Entries from a set of point annotations
>>>>>

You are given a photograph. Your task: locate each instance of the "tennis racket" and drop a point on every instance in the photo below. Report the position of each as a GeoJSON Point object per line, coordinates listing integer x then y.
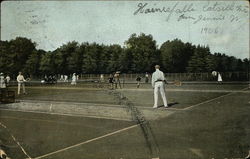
{"type": "Point", "coordinates": [177, 83]}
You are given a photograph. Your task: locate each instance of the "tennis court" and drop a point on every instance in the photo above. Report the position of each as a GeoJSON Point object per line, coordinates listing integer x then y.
{"type": "Point", "coordinates": [204, 121]}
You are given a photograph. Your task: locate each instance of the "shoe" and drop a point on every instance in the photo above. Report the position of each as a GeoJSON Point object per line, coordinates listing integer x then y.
{"type": "Point", "coordinates": [166, 107]}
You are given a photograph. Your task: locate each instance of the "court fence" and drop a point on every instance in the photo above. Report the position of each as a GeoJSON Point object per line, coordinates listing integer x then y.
{"type": "Point", "coordinates": [226, 76]}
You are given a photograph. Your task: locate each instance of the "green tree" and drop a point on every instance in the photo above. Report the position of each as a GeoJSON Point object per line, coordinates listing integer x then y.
{"type": "Point", "coordinates": [142, 49]}
{"type": "Point", "coordinates": [175, 55]}
{"type": "Point", "coordinates": [199, 60]}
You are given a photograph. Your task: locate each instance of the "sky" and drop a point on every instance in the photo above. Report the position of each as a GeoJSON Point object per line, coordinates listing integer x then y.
{"type": "Point", "coordinates": [222, 25]}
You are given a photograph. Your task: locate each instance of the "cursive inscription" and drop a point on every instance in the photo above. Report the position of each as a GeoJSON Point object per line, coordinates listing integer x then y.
{"type": "Point", "coordinates": [208, 30]}
{"type": "Point", "coordinates": [210, 11]}
{"type": "Point", "coordinates": [143, 8]}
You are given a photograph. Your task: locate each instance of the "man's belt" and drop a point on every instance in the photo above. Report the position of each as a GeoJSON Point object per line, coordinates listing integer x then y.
{"type": "Point", "coordinates": [159, 80]}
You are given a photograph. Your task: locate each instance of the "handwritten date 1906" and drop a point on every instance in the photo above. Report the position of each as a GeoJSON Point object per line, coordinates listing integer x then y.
{"type": "Point", "coordinates": [208, 30]}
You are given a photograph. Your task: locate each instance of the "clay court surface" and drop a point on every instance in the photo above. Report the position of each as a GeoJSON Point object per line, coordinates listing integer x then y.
{"type": "Point", "coordinates": [86, 121]}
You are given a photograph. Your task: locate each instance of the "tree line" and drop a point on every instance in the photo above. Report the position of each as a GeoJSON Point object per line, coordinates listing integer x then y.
{"type": "Point", "coordinates": [138, 55]}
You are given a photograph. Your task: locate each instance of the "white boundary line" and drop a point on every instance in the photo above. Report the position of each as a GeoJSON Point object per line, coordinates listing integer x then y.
{"type": "Point", "coordinates": [85, 142]}
{"type": "Point", "coordinates": [62, 114]}
{"type": "Point", "coordinates": [20, 146]}
{"type": "Point", "coordinates": [210, 100]}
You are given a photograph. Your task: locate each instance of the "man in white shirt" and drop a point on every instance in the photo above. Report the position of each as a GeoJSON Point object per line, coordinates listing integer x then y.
{"type": "Point", "coordinates": [20, 80]}
{"type": "Point", "coordinates": [158, 80]}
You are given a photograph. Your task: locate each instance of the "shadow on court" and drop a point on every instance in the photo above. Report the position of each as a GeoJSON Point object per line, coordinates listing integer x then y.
{"type": "Point", "coordinates": [211, 127]}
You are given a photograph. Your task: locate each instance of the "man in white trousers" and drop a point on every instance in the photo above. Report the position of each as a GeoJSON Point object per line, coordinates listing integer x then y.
{"type": "Point", "coordinates": [158, 81]}
{"type": "Point", "coordinates": [20, 80]}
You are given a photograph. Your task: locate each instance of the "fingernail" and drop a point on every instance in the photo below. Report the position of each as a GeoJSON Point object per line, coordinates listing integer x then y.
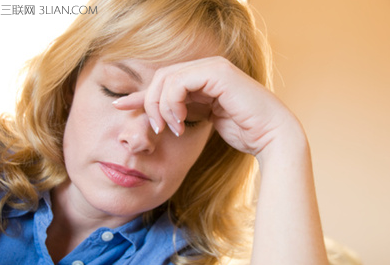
{"type": "Point", "coordinates": [154, 125]}
{"type": "Point", "coordinates": [175, 117]}
{"type": "Point", "coordinates": [173, 130]}
{"type": "Point", "coordinates": [116, 101]}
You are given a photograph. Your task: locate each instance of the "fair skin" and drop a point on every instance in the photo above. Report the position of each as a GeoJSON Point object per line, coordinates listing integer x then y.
{"type": "Point", "coordinates": [118, 167]}
{"type": "Point", "coordinates": [252, 120]}
{"type": "Point", "coordinates": [133, 132]}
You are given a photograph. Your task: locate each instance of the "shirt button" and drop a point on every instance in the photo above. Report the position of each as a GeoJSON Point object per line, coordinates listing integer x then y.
{"type": "Point", "coordinates": [107, 236]}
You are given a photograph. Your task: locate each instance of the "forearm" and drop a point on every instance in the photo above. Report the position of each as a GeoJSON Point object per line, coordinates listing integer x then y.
{"type": "Point", "coordinates": [288, 228]}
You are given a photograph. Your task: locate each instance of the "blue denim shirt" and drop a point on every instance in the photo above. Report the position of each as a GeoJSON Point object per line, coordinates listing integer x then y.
{"type": "Point", "coordinates": [132, 243]}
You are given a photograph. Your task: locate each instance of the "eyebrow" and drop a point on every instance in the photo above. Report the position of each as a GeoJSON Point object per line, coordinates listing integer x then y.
{"type": "Point", "coordinates": [129, 71]}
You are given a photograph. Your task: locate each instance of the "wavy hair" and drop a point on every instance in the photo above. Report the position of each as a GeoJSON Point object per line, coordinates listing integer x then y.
{"type": "Point", "coordinates": [214, 203]}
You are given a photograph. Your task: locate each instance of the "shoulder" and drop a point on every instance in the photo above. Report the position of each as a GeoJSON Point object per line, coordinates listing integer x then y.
{"type": "Point", "coordinates": [164, 240]}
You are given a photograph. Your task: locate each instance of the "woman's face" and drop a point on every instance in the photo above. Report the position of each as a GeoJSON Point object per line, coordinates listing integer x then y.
{"type": "Point", "coordinates": [116, 163]}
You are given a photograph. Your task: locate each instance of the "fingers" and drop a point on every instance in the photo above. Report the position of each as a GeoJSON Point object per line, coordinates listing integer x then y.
{"type": "Point", "coordinates": [171, 88]}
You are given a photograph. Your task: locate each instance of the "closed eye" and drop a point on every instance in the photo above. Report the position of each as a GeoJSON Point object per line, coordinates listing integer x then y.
{"type": "Point", "coordinates": [112, 94]}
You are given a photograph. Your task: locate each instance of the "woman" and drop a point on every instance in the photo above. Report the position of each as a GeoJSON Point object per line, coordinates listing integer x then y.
{"type": "Point", "coordinates": [135, 141]}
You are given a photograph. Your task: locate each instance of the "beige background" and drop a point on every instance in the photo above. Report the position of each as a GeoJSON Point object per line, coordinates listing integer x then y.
{"type": "Point", "coordinates": [333, 61]}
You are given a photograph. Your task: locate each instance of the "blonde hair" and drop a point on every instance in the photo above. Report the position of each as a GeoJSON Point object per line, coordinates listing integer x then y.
{"type": "Point", "coordinates": [213, 203]}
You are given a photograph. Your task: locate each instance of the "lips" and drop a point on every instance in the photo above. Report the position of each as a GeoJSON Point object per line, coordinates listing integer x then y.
{"type": "Point", "coordinates": [123, 176]}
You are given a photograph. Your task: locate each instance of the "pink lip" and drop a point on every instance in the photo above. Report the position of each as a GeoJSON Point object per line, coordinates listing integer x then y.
{"type": "Point", "coordinates": [123, 176]}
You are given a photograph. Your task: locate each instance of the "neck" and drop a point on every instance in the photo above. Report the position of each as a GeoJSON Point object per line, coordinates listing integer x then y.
{"type": "Point", "coordinates": [74, 220]}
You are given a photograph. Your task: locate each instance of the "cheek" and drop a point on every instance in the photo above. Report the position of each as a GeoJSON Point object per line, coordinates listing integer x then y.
{"type": "Point", "coordinates": [83, 127]}
{"type": "Point", "coordinates": [187, 148]}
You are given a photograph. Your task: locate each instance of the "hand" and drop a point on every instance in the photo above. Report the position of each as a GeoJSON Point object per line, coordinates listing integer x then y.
{"type": "Point", "coordinates": [245, 114]}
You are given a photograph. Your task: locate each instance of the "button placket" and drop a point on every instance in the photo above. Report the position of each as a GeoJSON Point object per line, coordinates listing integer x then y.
{"type": "Point", "coordinates": [107, 236]}
{"type": "Point", "coordinates": [77, 262]}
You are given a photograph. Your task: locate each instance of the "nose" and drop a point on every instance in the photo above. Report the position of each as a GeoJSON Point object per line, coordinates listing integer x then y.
{"type": "Point", "coordinates": [136, 134]}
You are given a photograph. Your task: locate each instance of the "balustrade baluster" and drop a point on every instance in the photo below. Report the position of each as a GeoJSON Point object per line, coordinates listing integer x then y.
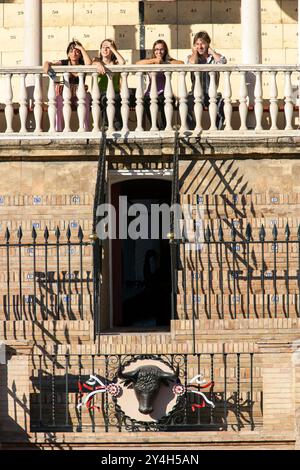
{"type": "Point", "coordinates": [288, 100]}
{"type": "Point", "coordinates": [139, 109]}
{"type": "Point", "coordinates": [168, 101]}
{"type": "Point", "coordinates": [110, 110]}
{"type": "Point", "coordinates": [227, 101]}
{"type": "Point", "coordinates": [95, 103]}
{"type": "Point", "coordinates": [82, 108]}
{"type": "Point", "coordinates": [183, 106]}
{"type": "Point", "coordinates": [67, 103]}
{"type": "Point", "coordinates": [198, 107]}
{"type": "Point", "coordinates": [9, 112]}
{"type": "Point", "coordinates": [258, 102]}
{"type": "Point", "coordinates": [51, 105]}
{"type": "Point", "coordinates": [125, 102]}
{"type": "Point", "coordinates": [23, 103]}
{"type": "Point", "coordinates": [243, 108]}
{"type": "Point", "coordinates": [273, 101]}
{"type": "Point", "coordinates": [213, 108]}
{"type": "Point", "coordinates": [38, 108]}
{"type": "Point", "coordinates": [154, 102]}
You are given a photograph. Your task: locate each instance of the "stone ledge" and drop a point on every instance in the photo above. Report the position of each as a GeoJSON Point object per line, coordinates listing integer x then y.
{"type": "Point", "coordinates": [214, 145]}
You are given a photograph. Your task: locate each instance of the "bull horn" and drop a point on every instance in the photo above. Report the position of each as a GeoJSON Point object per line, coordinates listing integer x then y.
{"type": "Point", "coordinates": [171, 376]}
{"type": "Point", "coordinates": [131, 375]}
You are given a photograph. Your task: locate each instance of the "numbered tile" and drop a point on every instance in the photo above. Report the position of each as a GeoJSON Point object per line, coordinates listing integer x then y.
{"type": "Point", "coordinates": [13, 15]}
{"type": "Point", "coordinates": [290, 36]}
{"type": "Point", "coordinates": [52, 37]}
{"type": "Point", "coordinates": [89, 37]}
{"type": "Point", "coordinates": [166, 33]}
{"type": "Point", "coordinates": [160, 12]}
{"type": "Point", "coordinates": [226, 36]}
{"type": "Point", "coordinates": [271, 12]}
{"type": "Point", "coordinates": [289, 11]}
{"type": "Point", "coordinates": [226, 11]}
{"type": "Point", "coordinates": [11, 39]}
{"type": "Point", "coordinates": [272, 36]}
{"type": "Point", "coordinates": [126, 37]}
{"type": "Point", "coordinates": [90, 13]}
{"type": "Point", "coordinates": [57, 14]}
{"type": "Point", "coordinates": [190, 11]}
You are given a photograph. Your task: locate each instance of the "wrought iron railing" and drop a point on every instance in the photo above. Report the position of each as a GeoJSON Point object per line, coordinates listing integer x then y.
{"type": "Point", "coordinates": [213, 392]}
{"type": "Point", "coordinates": [49, 279]}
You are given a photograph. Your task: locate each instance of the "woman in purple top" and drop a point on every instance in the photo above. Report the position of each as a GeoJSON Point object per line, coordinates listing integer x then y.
{"type": "Point", "coordinates": [160, 55]}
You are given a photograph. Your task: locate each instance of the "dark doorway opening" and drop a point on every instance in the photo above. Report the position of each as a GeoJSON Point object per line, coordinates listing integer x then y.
{"type": "Point", "coordinates": [141, 268]}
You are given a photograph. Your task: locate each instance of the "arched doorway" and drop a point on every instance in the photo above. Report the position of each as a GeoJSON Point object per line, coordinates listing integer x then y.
{"type": "Point", "coordinates": [141, 267]}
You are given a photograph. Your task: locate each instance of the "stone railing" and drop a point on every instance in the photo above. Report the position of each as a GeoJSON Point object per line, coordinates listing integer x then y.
{"type": "Point", "coordinates": [254, 99]}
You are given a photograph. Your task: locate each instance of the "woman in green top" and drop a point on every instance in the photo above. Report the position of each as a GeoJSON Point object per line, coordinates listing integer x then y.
{"type": "Point", "coordinates": [108, 56]}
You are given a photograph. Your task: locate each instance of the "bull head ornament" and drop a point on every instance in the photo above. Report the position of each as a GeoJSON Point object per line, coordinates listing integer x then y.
{"type": "Point", "coordinates": [146, 381]}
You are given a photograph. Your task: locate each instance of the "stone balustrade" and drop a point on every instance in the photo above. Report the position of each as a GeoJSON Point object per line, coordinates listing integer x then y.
{"type": "Point", "coordinates": [256, 99]}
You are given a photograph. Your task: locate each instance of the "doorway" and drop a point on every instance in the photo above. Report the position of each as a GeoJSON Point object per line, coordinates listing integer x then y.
{"type": "Point", "coordinates": [141, 268]}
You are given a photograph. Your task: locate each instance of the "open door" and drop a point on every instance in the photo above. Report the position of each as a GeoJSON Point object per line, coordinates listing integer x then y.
{"type": "Point", "coordinates": [141, 269]}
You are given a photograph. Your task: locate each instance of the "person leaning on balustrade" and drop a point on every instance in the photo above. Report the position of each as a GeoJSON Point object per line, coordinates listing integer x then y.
{"type": "Point", "coordinates": [203, 53]}
{"type": "Point", "coordinates": [76, 55]}
{"type": "Point", "coordinates": [109, 56]}
{"type": "Point", "coordinates": [160, 55]}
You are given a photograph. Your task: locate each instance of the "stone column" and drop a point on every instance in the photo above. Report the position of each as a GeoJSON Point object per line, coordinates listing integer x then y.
{"type": "Point", "coordinates": [251, 46]}
{"type": "Point", "coordinates": [32, 32]}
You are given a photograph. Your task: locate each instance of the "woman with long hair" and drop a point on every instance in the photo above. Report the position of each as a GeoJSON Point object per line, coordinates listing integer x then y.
{"type": "Point", "coordinates": [108, 57]}
{"type": "Point", "coordinates": [76, 55]}
{"type": "Point", "coordinates": [159, 55]}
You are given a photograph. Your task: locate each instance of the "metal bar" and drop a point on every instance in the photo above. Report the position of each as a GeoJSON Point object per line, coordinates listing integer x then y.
{"type": "Point", "coordinates": [225, 390]}
{"type": "Point", "coordinates": [287, 281]}
{"type": "Point", "coordinates": [251, 391]}
{"type": "Point", "coordinates": [248, 277]}
{"type": "Point", "coordinates": [20, 282]}
{"type": "Point", "coordinates": [58, 276]}
{"type": "Point", "coordinates": [193, 314]}
{"type": "Point", "coordinates": [209, 279]}
{"type": "Point", "coordinates": [211, 392]}
{"type": "Point", "coordinates": [275, 278]}
{"type": "Point", "coordinates": [8, 274]}
{"type": "Point", "coordinates": [184, 281]}
{"type": "Point", "coordinates": [199, 371]}
{"type": "Point", "coordinates": [41, 391]}
{"type": "Point", "coordinates": [196, 275]}
{"type": "Point", "coordinates": [34, 278]}
{"type": "Point", "coordinates": [298, 273]}
{"type": "Point", "coordinates": [80, 393]}
{"type": "Point", "coordinates": [238, 411]}
{"type": "Point", "coordinates": [234, 275]}
{"type": "Point", "coordinates": [81, 280]}
{"type": "Point", "coordinates": [69, 296]}
{"type": "Point", "coordinates": [263, 277]}
{"type": "Point", "coordinates": [67, 388]}
{"type": "Point", "coordinates": [93, 400]}
{"type": "Point", "coordinates": [53, 390]}
{"type": "Point", "coordinates": [106, 418]}
{"type": "Point", "coordinates": [221, 279]}
{"type": "Point", "coordinates": [46, 278]}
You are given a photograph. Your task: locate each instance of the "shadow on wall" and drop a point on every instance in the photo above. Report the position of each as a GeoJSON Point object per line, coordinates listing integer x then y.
{"type": "Point", "coordinates": [14, 408]}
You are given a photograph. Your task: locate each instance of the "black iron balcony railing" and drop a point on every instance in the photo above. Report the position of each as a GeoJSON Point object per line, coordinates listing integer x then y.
{"type": "Point", "coordinates": [76, 393]}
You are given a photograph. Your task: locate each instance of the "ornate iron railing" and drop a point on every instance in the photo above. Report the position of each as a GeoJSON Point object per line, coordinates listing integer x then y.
{"type": "Point", "coordinates": [213, 392]}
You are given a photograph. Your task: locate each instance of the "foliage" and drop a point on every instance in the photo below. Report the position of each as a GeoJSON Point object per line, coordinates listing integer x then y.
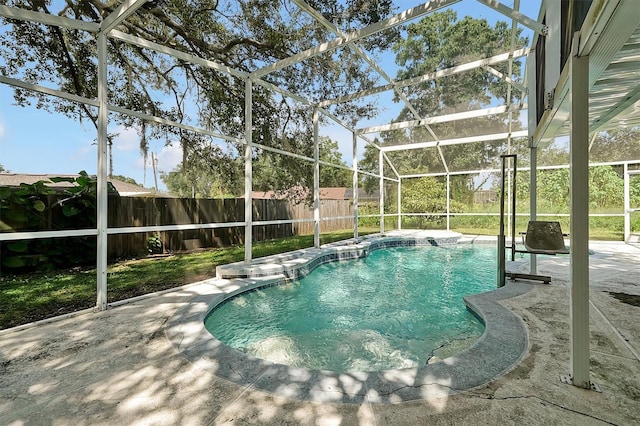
{"type": "Point", "coordinates": [206, 172]}
{"type": "Point", "coordinates": [616, 145]}
{"type": "Point", "coordinates": [244, 35]}
{"type": "Point", "coordinates": [33, 207]}
{"type": "Point", "coordinates": [426, 195]}
{"type": "Point", "coordinates": [440, 41]}
{"type": "Point", "coordinates": [154, 244]}
{"type": "Point", "coordinates": [124, 179]}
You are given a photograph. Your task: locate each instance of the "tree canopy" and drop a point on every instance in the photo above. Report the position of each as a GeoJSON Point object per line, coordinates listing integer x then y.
{"type": "Point", "coordinates": [242, 34]}
{"type": "Point", "coordinates": [440, 41]}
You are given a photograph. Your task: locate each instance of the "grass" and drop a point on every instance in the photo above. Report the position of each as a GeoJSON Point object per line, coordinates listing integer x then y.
{"type": "Point", "coordinates": [40, 295]}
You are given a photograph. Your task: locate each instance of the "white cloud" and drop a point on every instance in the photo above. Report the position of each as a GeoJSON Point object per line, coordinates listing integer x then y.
{"type": "Point", "coordinates": [127, 139]}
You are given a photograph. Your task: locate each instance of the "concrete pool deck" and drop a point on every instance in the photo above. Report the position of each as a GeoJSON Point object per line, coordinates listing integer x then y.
{"type": "Point", "coordinates": [119, 367]}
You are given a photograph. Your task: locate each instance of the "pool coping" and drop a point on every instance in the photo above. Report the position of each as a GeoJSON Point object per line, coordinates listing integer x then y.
{"type": "Point", "coordinates": [501, 347]}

<<<<<

> _GIVEN TASK_: Locate each line in the records above that contains the string "tennis" and copy those lines.

> _RIGHT ANSWER_:
You are given a photograph. Your task: locate each instance of the "tennis racket" and drop a point on every instance in the photo below. Report the position of each as a GeoJSON Point object per line, coordinates listing integer x then y.
You are given a photograph. Your task: locate each instance of the "tennis court" and drop a point on every instance in the photo above. Report the position of each as a GeoJSON Point object per line, coordinates listing integer x then y.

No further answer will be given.